#### FRAGMENTO PARA LEER:
Cassie deambula por una tierra desolada en busca de su hermano menor. A diferencia de sus padres, ella logró sobrevivir a las primeras cuatro olas de una invasión extraterrestre que ha exterminado de la faz de la Tierra a casi todos los seres humanos. Primero un apagón generalizado en todo el planeta, después el caos resultante, más tarde una plaga que acabó con la mayor parte de la población mundial y, finalmente, un grupo de asesinos llamados Silenciadores que se dedican a cazar a los sobrevivientes. Sin embargo, aún falta el golpe final y definitivo: la quinta ola.

Durante su peregrinar por bosques solitarios y ciudades destruidas, Cassie se enfrenta a distintos desafíos, mientras recuerda cómo era su vida antes de la llegada de los alienígenas. Un día se encuentra con Evan, un misterioso adolescente que le ofrece su ayuda. Ambos entablan una relación en la que, sin embargo, privan los secretos y la desconfianza.

Primeras impresiones

Después de investigar un poco acerca del autor, de sus libros y leer algunas reseñas me pareció buena idea darle una oportunidad a La Quinta Ola de Rick Yancey. Tenía todo para ser un buen libro de ciencia ficción: Invasión extraterrestre, guerra, la resistencia humana, tensión, etc, pero creo que se quedó bastante corto.

#### APLICA LO LEÍDO:
1: Enumera las olas de la invasión extraterrestre que ya ocurrieron según la reseña de La Quinta Ola, sin contar la quinta.
2: Retoma la reseña de La Quinta Ola a partir de su última oración y escribe su continuación.

#### LISTADO PROPORCIONADO:
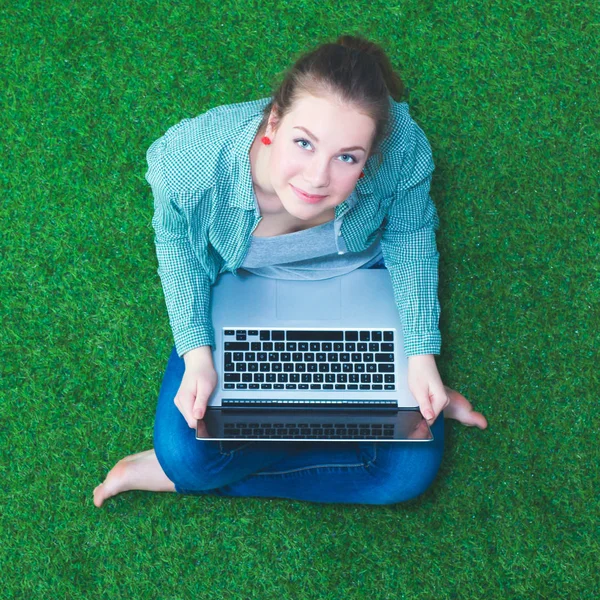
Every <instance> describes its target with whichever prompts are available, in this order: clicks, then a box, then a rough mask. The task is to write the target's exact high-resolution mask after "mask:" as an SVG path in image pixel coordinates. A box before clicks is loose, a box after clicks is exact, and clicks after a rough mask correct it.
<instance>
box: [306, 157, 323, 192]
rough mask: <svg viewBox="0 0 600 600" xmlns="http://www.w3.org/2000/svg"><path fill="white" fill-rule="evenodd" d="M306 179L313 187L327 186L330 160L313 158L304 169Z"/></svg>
mask: <svg viewBox="0 0 600 600" xmlns="http://www.w3.org/2000/svg"><path fill="white" fill-rule="evenodd" d="M304 181H306V182H307V183H308V184H309V185H310V186H311V187H312V188H313V189H315V190H316V189H318V188H323V187H327V186H328V185H329V161H327V160H322V159H319V158H318V157H315V158H313V160H311V161H310V163H309V165H308V167H307V168H306V169H305V171H304Z"/></svg>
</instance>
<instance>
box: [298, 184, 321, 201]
mask: <svg viewBox="0 0 600 600" xmlns="http://www.w3.org/2000/svg"><path fill="white" fill-rule="evenodd" d="M290 185H291V184H290ZM292 189H293V190H294V191H295V192H296V193H297V194H299V195H301V196H303V197H304V198H306V199H308V200H322V199H323V198H327V196H320V195H317V194H307V193H306V192H305V191H304V190H301V189H298V188H297V187H295V186H293V185H292Z"/></svg>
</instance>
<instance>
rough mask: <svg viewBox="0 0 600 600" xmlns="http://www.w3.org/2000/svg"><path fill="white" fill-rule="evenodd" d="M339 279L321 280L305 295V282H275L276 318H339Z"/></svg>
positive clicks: (286, 281)
mask: <svg viewBox="0 0 600 600" xmlns="http://www.w3.org/2000/svg"><path fill="white" fill-rule="evenodd" d="M341 285H342V282H341V281H340V278H339V277H334V278H332V279H323V280H321V281H319V283H318V285H316V284H315V285H312V286H311V288H310V290H311V291H310V294H307V293H306V289H307V288H306V282H305V281H290V280H289V279H288V280H285V281H281V280H277V318H278V319H286V320H293V321H295V320H299V319H300V320H303V319H307V320H311V321H313V320H315V319H317V320H320V319H340V318H341V314H340V313H341V302H340V295H341Z"/></svg>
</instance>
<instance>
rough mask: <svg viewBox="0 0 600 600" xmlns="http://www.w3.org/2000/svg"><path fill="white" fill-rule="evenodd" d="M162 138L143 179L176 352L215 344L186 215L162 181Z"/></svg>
mask: <svg viewBox="0 0 600 600" xmlns="http://www.w3.org/2000/svg"><path fill="white" fill-rule="evenodd" d="M163 144H164V138H160V139H158V140H157V141H156V142H154V143H153V144H152V146H150V148H149V149H148V152H147V155H146V158H147V160H148V167H149V168H148V171H147V173H146V179H147V181H148V183H149V184H150V185H151V186H152V192H153V195H154V216H153V218H152V226H153V228H154V231H155V237H154V244H155V246H156V256H157V259H158V275H159V277H160V280H161V284H162V287H163V291H164V296H165V302H166V305H167V312H168V314H169V322H170V324H171V329H172V331H173V338H174V341H175V348H176V350H177V354H178V355H179V356H183V354H185V353H186V352H188V351H189V350H192V349H193V348H197V347H199V346H212V347H213V349H214V348H215V342H214V328H213V324H212V318H211V308H210V299H211V297H210V291H211V282H210V278H209V276H208V275H207V273H206V272H205V270H204V269H203V268H202V265H201V264H200V261H199V260H198V257H197V256H196V255H195V254H194V252H193V250H192V247H191V243H190V239H189V236H188V223H187V218H186V216H185V214H184V213H183V211H182V210H181V207H180V206H178V204H177V198H176V195H175V194H173V193H172V192H171V191H170V190H169V188H168V184H167V181H166V177H165V173H164V168H163V164H162V155H163Z"/></svg>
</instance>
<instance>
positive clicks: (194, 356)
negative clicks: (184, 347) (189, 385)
mask: <svg viewBox="0 0 600 600" xmlns="http://www.w3.org/2000/svg"><path fill="white" fill-rule="evenodd" d="M183 362H184V363H185V366H186V368H189V367H194V366H197V365H204V364H206V363H207V362H209V363H210V364H213V357H212V347H211V346H199V347H198V348H194V349H193V350H189V351H188V352H186V353H185V354H184V355H183Z"/></svg>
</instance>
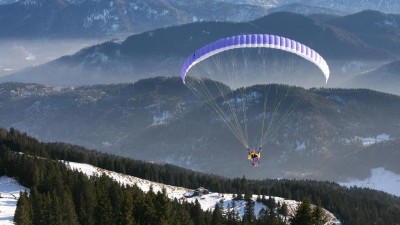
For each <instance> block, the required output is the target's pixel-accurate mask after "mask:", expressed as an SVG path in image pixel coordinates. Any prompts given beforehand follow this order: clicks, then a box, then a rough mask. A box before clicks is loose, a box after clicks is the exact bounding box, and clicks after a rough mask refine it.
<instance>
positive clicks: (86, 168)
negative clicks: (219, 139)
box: [65, 162, 341, 225]
mask: <svg viewBox="0 0 400 225" xmlns="http://www.w3.org/2000/svg"><path fill="white" fill-rule="evenodd" d="M65 164H66V165H67V166H68V167H69V168H70V169H72V170H77V171H80V172H82V173H84V174H86V175H87V176H100V175H103V174H105V175H107V176H109V177H110V178H111V179H113V180H115V181H117V182H118V183H120V184H121V185H129V186H133V185H136V186H137V187H138V188H140V189H141V190H142V191H144V192H148V191H150V188H152V189H153V192H155V193H157V192H162V190H165V192H166V195H167V196H168V197H169V198H170V199H178V200H180V201H185V202H189V203H195V202H196V200H197V201H198V202H199V203H200V206H201V208H202V209H203V210H205V211H206V210H214V208H215V204H217V203H220V204H221V205H222V206H223V212H225V213H226V212H227V211H228V210H235V211H236V212H237V213H238V215H239V216H240V217H243V215H244V209H245V206H246V203H245V201H244V200H234V195H233V194H222V193H216V192H211V193H209V194H205V195H202V196H196V197H192V198H186V197H185V196H187V195H190V194H191V193H192V192H193V190H190V189H187V188H183V187H176V186H171V185H166V184H161V183H157V182H152V181H148V180H144V179H141V178H137V177H133V176H129V175H124V174H120V173H116V172H113V171H108V170H104V169H100V168H97V167H94V166H92V165H89V164H83V163H75V162H65ZM268 197H269V196H267V197H266V198H268ZM257 198H258V196H257V195H253V196H252V199H253V201H254V202H255V206H254V208H255V210H254V213H255V215H258V213H259V212H260V210H261V209H262V208H264V209H268V207H267V206H265V205H264V204H263V203H261V202H257V201H256V200H257ZM272 198H274V199H275V201H276V203H277V204H278V203H280V204H281V205H282V204H283V203H286V204H287V206H288V209H289V215H293V213H294V212H295V210H296V209H297V206H298V205H299V204H300V202H296V201H294V200H286V199H284V198H280V197H272ZM233 201H235V205H236V206H235V208H233V209H232V208H230V207H231V206H232V203H233ZM325 212H326V214H327V217H328V219H329V222H328V223H326V225H333V224H337V225H340V224H341V223H340V221H339V220H337V219H336V218H335V217H334V216H333V214H332V213H330V212H328V211H326V210H325Z"/></svg>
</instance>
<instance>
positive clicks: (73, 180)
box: [0, 129, 400, 224]
mask: <svg viewBox="0 0 400 225" xmlns="http://www.w3.org/2000/svg"><path fill="white" fill-rule="evenodd" d="M18 152H20V153H23V154H17V153H18ZM50 159H53V160H50ZM56 159H57V160H69V161H75V162H84V163H89V164H93V165H96V166H98V167H102V168H105V169H109V170H114V171H118V172H121V173H126V174H131V175H134V176H137V177H140V178H145V179H149V180H153V181H158V182H162V183H166V184H173V185H177V186H184V187H189V188H190V187H198V186H204V187H207V188H209V189H210V190H212V191H218V192H231V193H246V194H247V196H248V195H249V194H263V195H275V196H282V197H285V198H289V199H295V200H302V199H304V198H308V199H310V201H311V202H312V203H314V204H315V203H317V202H318V199H320V200H321V204H322V207H324V208H326V209H328V210H329V211H331V212H333V213H334V214H335V216H336V217H337V218H338V219H339V220H340V221H341V222H343V224H398V223H400V198H398V197H395V196H391V195H388V194H385V193H382V192H378V191H372V190H368V189H359V188H351V189H347V188H344V187H341V186H339V185H337V184H335V183H330V182H315V181H292V180H263V181H255V180H248V179H246V178H245V177H243V178H235V179H227V178H224V177H219V176H213V175H208V174H201V173H196V172H193V171H189V170H185V169H182V168H178V167H175V166H171V165H156V164H151V163H145V162H143V161H136V160H132V159H127V158H121V157H116V156H112V155H107V154H103V153H99V152H96V151H93V150H87V149H84V148H81V147H78V146H73V145H68V144H63V143H40V142H39V141H37V140H35V139H33V138H30V137H29V136H27V135H26V134H22V133H20V132H18V131H16V130H14V129H10V130H9V131H7V130H4V129H0V175H8V176H11V177H15V178H16V179H18V180H19V182H20V183H21V184H23V185H25V186H27V187H30V188H31V194H30V195H28V194H23V195H22V197H21V199H20V201H19V203H18V208H17V212H16V217H15V219H16V222H17V224H249V223H248V222H249V221H248V220H245V219H243V221H242V222H239V221H234V222H232V221H229V220H226V219H224V218H223V217H222V216H221V214H220V212H219V211H218V210H216V211H214V213H211V212H202V211H201V209H200V208H199V205H197V204H195V205H190V204H179V202H178V201H169V200H168V199H166V197H165V195H163V194H162V193H159V194H154V193H151V192H148V193H147V194H144V193H142V192H141V191H140V190H139V189H138V188H135V187H121V186H120V185H119V184H118V183H116V182H113V181H111V180H110V179H109V178H107V177H104V176H103V177H100V178H90V179H88V178H87V177H86V176H85V175H83V174H81V173H78V172H76V171H75V172H73V171H70V170H68V169H67V168H66V167H65V166H64V164H63V163H61V162H57V161H55V160H56ZM31 222H32V223H31ZM230 222H232V223H230ZM253 222H254V221H253Z"/></svg>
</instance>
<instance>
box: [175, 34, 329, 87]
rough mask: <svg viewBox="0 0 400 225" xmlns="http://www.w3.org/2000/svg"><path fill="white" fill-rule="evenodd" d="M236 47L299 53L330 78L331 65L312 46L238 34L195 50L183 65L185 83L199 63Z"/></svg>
mask: <svg viewBox="0 0 400 225" xmlns="http://www.w3.org/2000/svg"><path fill="white" fill-rule="evenodd" d="M235 48H273V49H281V50H283V51H287V52H291V53H294V54H297V55H299V56H301V57H303V58H304V59H306V60H308V61H310V62H312V63H314V64H315V65H316V66H318V68H319V69H320V70H321V71H322V73H323V74H324V76H325V80H326V82H328V79H329V73H330V71H329V67H328V64H327V63H326V61H325V60H324V58H322V56H320V55H319V54H318V53H317V52H316V51H314V50H313V49H311V48H310V47H308V46H306V45H304V44H301V43H299V42H297V41H294V40H291V39H289V38H285V37H280V36H277V35H270V34H247V35H237V36H232V37H227V38H224V39H220V40H218V41H215V42H212V43H210V44H208V45H206V46H204V47H202V48H200V49H198V50H197V51H196V52H194V53H193V54H192V55H191V56H190V57H188V58H187V59H186V61H185V63H184V64H183V66H182V70H181V77H182V81H183V83H185V77H186V74H187V72H188V71H189V70H190V68H192V67H193V66H194V65H196V64H197V63H199V62H201V61H203V60H204V59H207V58H208V57H211V56H213V55H215V54H218V53H220V52H223V51H227V50H230V49H235Z"/></svg>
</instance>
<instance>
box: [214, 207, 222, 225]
mask: <svg viewBox="0 0 400 225" xmlns="http://www.w3.org/2000/svg"><path fill="white" fill-rule="evenodd" d="M222 224H223V217H222V209H221V206H220V205H219V204H218V203H217V204H215V208H214V211H213V214H212V217H211V225H222Z"/></svg>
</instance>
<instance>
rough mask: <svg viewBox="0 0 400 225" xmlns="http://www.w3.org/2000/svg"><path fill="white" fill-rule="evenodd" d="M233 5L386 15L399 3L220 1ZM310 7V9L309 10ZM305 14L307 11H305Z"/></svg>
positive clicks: (268, 1)
mask: <svg viewBox="0 0 400 225" xmlns="http://www.w3.org/2000/svg"><path fill="white" fill-rule="evenodd" d="M220 1H224V2H229V3H235V4H252V5H258V6H262V7H265V8H274V7H279V6H282V5H290V4H304V5H308V6H311V7H312V6H313V7H320V8H327V9H330V10H337V11H342V12H347V13H355V12H359V11H362V10H366V9H373V10H379V11H382V12H386V13H398V12H399V11H400V3H399V2H398V1H396V0H379V1H375V0H355V1H346V0H265V1H264V0H220ZM311 7H310V8H311ZM305 12H307V10H306V11H305Z"/></svg>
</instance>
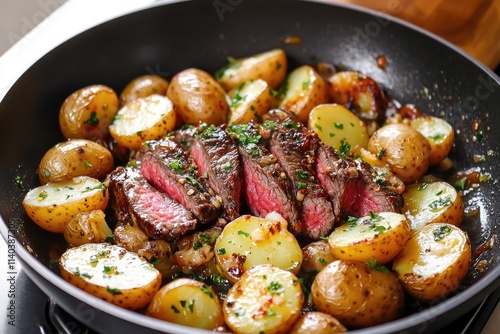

#### RESPUESTAS POR TAREA:
1:
- Un apagón generalizado en todo el planeta
- El caos resultante
- Una plaga que acabó con la mayor parte de la población mundial
- Un grupo de asesinos llamados Silenciadores que se dedican a cazar a los sobrevivientes

2:
Historia

Me pareció bastante interesante que la historia iniciara en medio de la acción, te hace sentirte parte de ella. Lo malo vino en cuanto los flashbacks empiezan a aparecer, te das cuenta que no son mas que una excusa para contarte todo un trasfondo que no fluye con naturalidad. Senti que Yancey tomó mucho tiempo en el pasado haciendo que la historia no fluyera con naturalidad.

Cuando iba a más de la mitad no pude evitar la sensación de un parecido con El Huesped de Stephenie Meyer. Se que es una comparación bastante ofensiva (para algunos), pero no pude dejar de notar ciertas similitudes que no diré para no echarles a perder la historia.

Personajes

Rick Yancey, el autor de La Quinta Ola es un hombre, y aunque no tiene nada de raro que un escritor le de la voz a un personaje femenino creo que en este caso no resultó tan exitoso. Durante la historia Cassie, nuestra heroína, tenía una personalidad que rayaba en lo ridículo. A pesar de la fortaleza que debía tener para ser una de las pocas sobrevivientes, su reacción por el físico masculino era incongruente. Por otro lado el personaje de Ben/Zombie me pareció con bastante potencial hasta el punto de ‘robarle cámara’ a Cassie. Tal vez el hecho de que yo sea hombre tiene mucho que ver con mi percepción.

Conclusión

La Quinta Ola es una historia que entretiene pero que carece de personalidad. No hay elementos que puedan distinguirla entre muchas otras historias de extraterrestres. Por otro lado y para los que les interese, durante gran parte de la historia los personajes maldicen como si no hubiera un mañana (pun intended). Tal vez sea por el hecho de que no convivo con personas que sean así en la vida real y me produjo algo de repulsión.

Rating: 

Aclaración: Recibí una copia de este libro gratuitamente de editorial OCEANO para esta reseña.